IN the month since my last article the most significant development in Scottish politics has been the First Minister’s resignation announcement which will have come as a surprise to many of us.

On a personal level, I wish Nicola Sturgeon well in whatever she chooses to do next.

Politics is gruelling - that is something I can attest to in my own humble way after seven years in office, and the last few years have been particularly challenging, not least because of the pandemic.

I don’t underestimate the physical and mental toll that the job has had on her - a point she acknowledged in her speech.

Contrary to popular belief, the First Minister isn’t resigning specifically over the Deposit Return Scheme, Gender Recognition Reform, the ferries fiasco, or any other single issue for that matter, but what is clear is that whoever takes over has a very large to-do list and I pledge to work constructively in the best interests of North Ayrshire, and Scotland as a whole, as I have always done.

I wish the next First Minister well but, in my view, they need to move beyond constitutional matters and start dealing with the important day-to-day issues facing Scotland using the extensive powers they have at their disposal.

A good place to start would be prioritising local healthcare.

A&E waiting times in NHS Ayrshire and Arran, for example, remain unacceptably high and the SNP’s own target of 95 per cent of patients being seen within four hours hasn’t been achieved since July 2020.

That’s before we even start considering the backlog of operations, the inability of local residents to get a GP appointment, or the severe lack of dental practices taking on new patients.

As my party’s Shadow Justice spokesman, I will also be pushing for the new First Minister to prioritise crime and justice, not least because of the neglect that the SNP Government have given this policy area since 2007.
= = = =
_ACTIVITY LIST:_
1. Answer from the article on the First Minister's resignation:
(a) How many years has the writer been in office?
(b) What share of A&E patients does the SNP's own target say should be seen within four hours?
(c) What role does the writer hold in their party?
2. Duplicate the passage of the article on the First Minister's resignation starting at "Politics is gruelling" and ending at "have always done.".
3. Go on with the article on the First Minister's resignation after its last sentence.
The records play no part in this work.

_INFORMATION GIVEN:_
= = = =
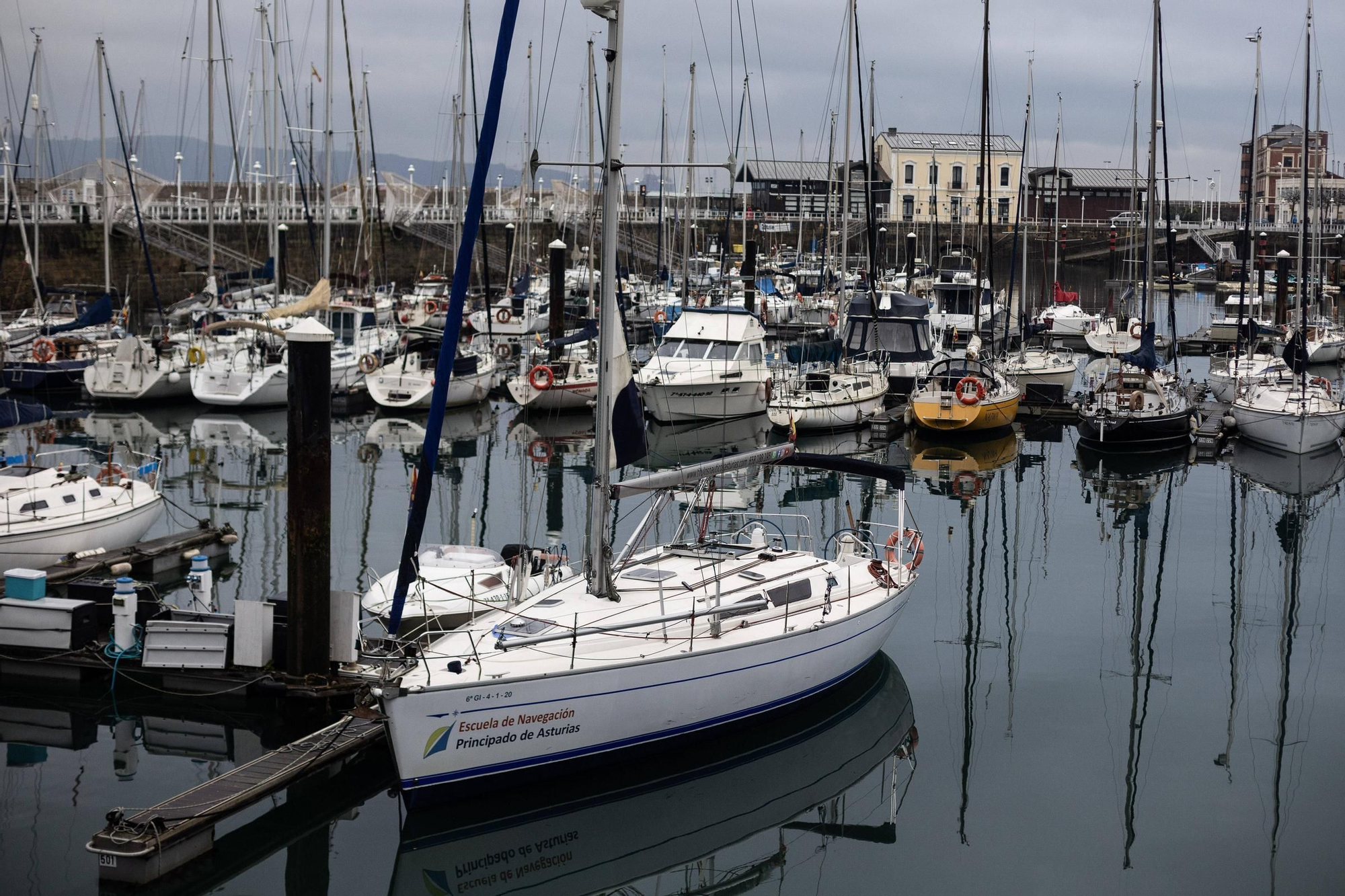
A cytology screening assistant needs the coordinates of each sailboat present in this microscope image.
[1229,5,1345,455]
[369,0,923,805]
[1076,0,1192,452]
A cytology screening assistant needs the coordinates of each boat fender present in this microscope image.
[954,375,986,407]
[527,364,555,391]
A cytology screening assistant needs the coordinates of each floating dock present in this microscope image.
[85,713,386,887]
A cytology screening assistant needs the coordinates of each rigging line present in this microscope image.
[533,3,565,145]
[738,0,780,161]
[694,0,732,145]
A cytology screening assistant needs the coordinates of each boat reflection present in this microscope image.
[390,654,916,896]
[904,430,1020,507]
[636,414,771,470]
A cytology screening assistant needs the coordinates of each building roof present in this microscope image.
[881,128,1022,152]
[1028,165,1147,191]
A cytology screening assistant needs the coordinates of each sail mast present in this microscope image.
[586,0,625,598]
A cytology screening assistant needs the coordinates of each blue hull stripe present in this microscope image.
[402,602,905,790]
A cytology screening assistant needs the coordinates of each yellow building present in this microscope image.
[873,128,1022,225]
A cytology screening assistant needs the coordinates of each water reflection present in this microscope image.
[390,655,915,896]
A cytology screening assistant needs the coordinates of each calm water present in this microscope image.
[0,288,1345,895]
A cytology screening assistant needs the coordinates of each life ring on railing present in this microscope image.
[869,529,924,588]
[94,464,126,486]
[527,364,555,391]
[952,375,986,406]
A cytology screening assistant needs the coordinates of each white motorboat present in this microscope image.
[360,545,573,638]
[767,358,888,430]
[635,307,771,422]
[1229,370,1345,455]
[0,448,163,569]
[364,339,496,409]
[1084,317,1145,355]
[1209,351,1289,402]
[83,333,196,401]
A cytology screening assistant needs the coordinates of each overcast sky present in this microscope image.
[0,0,1345,199]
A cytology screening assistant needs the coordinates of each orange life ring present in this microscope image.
[952,374,986,406]
[869,529,924,588]
[527,364,555,391]
[94,464,126,486]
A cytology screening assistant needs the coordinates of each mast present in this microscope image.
[683,61,695,308]
[837,0,855,311]
[320,0,332,280]
[586,0,625,598]
[94,38,112,296]
[971,0,990,336]
[31,30,46,286]
[1297,0,1313,397]
[1142,0,1159,325]
[206,0,214,281]
[1233,28,1264,360]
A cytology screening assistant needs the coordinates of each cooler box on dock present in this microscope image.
[0,598,98,650]
[4,568,47,600]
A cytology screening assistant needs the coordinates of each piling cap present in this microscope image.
[285,317,332,341]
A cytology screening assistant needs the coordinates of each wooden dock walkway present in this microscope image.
[85,715,386,885]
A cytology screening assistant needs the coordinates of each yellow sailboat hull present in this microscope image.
[911,391,1018,432]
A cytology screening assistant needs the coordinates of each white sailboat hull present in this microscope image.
[382,591,905,803]
[0,494,164,569]
[1231,402,1345,455]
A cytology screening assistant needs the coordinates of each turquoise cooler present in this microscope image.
[4,569,47,600]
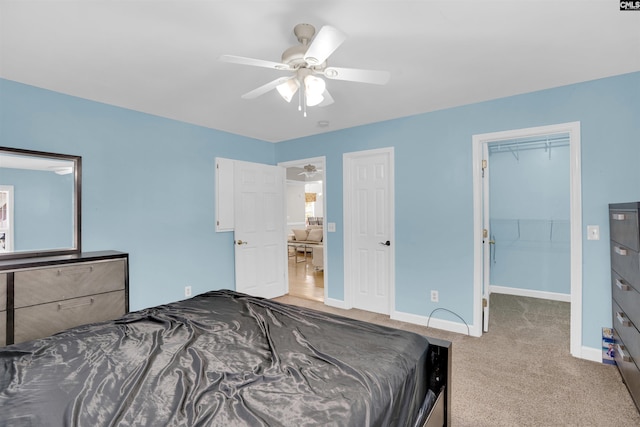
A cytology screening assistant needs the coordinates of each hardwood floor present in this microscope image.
[289,254,324,301]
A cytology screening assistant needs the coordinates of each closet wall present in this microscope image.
[489,135,571,295]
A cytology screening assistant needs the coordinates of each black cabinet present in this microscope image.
[609,202,640,408]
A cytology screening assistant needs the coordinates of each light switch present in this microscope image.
[587,225,600,240]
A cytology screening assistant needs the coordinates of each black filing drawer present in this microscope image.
[613,329,640,408]
[611,271,640,326]
[611,241,640,289]
[609,202,640,409]
[609,209,640,251]
[612,301,640,360]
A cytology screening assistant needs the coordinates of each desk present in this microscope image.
[287,241,319,262]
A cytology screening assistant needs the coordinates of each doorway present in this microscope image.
[471,122,582,357]
[0,185,13,253]
[279,157,327,302]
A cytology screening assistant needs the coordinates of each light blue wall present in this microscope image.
[489,145,571,295]
[0,73,640,348]
[0,79,274,310]
[0,168,74,251]
[276,73,640,348]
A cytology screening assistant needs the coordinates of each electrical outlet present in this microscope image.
[431,291,438,302]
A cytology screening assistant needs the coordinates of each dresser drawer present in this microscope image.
[611,271,640,326]
[611,242,640,289]
[0,273,7,311]
[14,260,126,308]
[612,301,640,360]
[609,210,640,251]
[0,311,7,347]
[14,290,125,343]
[613,330,640,407]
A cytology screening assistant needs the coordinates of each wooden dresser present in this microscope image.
[609,203,640,409]
[0,251,129,345]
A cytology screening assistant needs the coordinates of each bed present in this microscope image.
[0,290,451,427]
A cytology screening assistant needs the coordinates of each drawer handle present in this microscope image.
[613,246,627,256]
[56,265,93,276]
[616,311,631,326]
[58,297,94,311]
[616,279,631,291]
[616,344,631,362]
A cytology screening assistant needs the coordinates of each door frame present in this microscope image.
[278,156,329,304]
[342,147,396,315]
[0,185,13,252]
[471,121,583,358]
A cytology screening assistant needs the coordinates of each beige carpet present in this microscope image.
[276,294,640,427]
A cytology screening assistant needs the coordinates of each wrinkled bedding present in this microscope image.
[0,291,436,427]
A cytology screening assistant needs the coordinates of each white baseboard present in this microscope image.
[390,311,474,336]
[324,298,351,310]
[574,347,602,363]
[489,285,571,302]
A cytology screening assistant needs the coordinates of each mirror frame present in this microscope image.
[0,147,82,261]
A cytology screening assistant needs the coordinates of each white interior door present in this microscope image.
[344,149,394,314]
[482,143,494,332]
[234,161,287,298]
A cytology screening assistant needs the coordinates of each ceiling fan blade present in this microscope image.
[218,55,291,71]
[318,90,333,107]
[241,75,296,99]
[324,67,391,85]
[304,25,347,65]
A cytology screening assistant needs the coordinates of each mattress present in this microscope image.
[0,290,440,427]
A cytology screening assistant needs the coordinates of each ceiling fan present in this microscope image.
[298,163,322,178]
[219,24,390,116]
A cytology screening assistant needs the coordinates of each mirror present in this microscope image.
[0,147,82,260]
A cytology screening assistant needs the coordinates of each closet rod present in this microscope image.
[489,137,569,153]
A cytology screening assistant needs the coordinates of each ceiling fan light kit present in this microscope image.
[219,24,390,117]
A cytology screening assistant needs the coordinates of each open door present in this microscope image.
[482,144,495,332]
[234,161,287,298]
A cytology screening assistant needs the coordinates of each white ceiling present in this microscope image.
[0,0,640,142]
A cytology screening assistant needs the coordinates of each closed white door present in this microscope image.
[344,148,394,314]
[234,161,286,298]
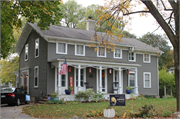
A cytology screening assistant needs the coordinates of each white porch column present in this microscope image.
[135,68,139,94]
[78,64,81,92]
[118,67,123,94]
[99,66,102,92]
[58,61,61,94]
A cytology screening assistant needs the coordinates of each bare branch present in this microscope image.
[123,10,150,15]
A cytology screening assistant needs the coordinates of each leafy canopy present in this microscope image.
[0,0,62,59]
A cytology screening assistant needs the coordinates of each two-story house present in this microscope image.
[16,20,162,100]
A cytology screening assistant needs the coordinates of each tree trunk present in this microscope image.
[174,43,180,112]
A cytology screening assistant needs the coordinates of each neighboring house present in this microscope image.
[16,20,162,99]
= = = =
_ANSWERS BY ITEM:_
1.
(a) Seven years.
(b) 95 per cent.
(c) Shadow Justice spokesman.

2.
Politics is gruelling - that is something I can attest to in my own humble way after seven years in office, and the last few years have been particularly challenging, not least because of the pandemic.

I don’t underestimate the physical and mental toll that the job has had on her - a point she acknowledged in her speech.

Contrary to popular belief, the First Minister isn’t resigning specifically over the Deposit Return Scheme, Gender Recognition Reform, the ferries fiasco, or any other single issue for that matter, but what is clear is that whoever takes over has a very large to-do list and I pledge to work constructively in the best interests of North Ayrshire, and Scotland as a whole, as I have always done.

3.
Barely a week goes by when there isn’t another let down: in the past fortnight we have seen new statistics showing that the number of special police constables in Ayrshire has fallen by almost a third, multiple break-ins and thefts reported in local media, prisoners released by accident (again!) and 30 sex offenders go missing and flee abroad.

The bigger picture also shows violent crime, domestic abuse and online child grooming all at, or near, all-time highs, whilst the number of police officers is near an all-time low.

One would think that rising crime demands more police officers and resources for our justice sector, however the SNP Government have consistently done exactly the opposite…

Right now, we don’t know who the next First Minister will be, what their priorities are or whether they will put the issues I have mentioned above ahead of constitutional division and separation.

North Ayrshire is facing challenges like never before and it’s imperative that whoever does take over governs in the interests of all of Scotland and brings us together, as much as possible, in the process.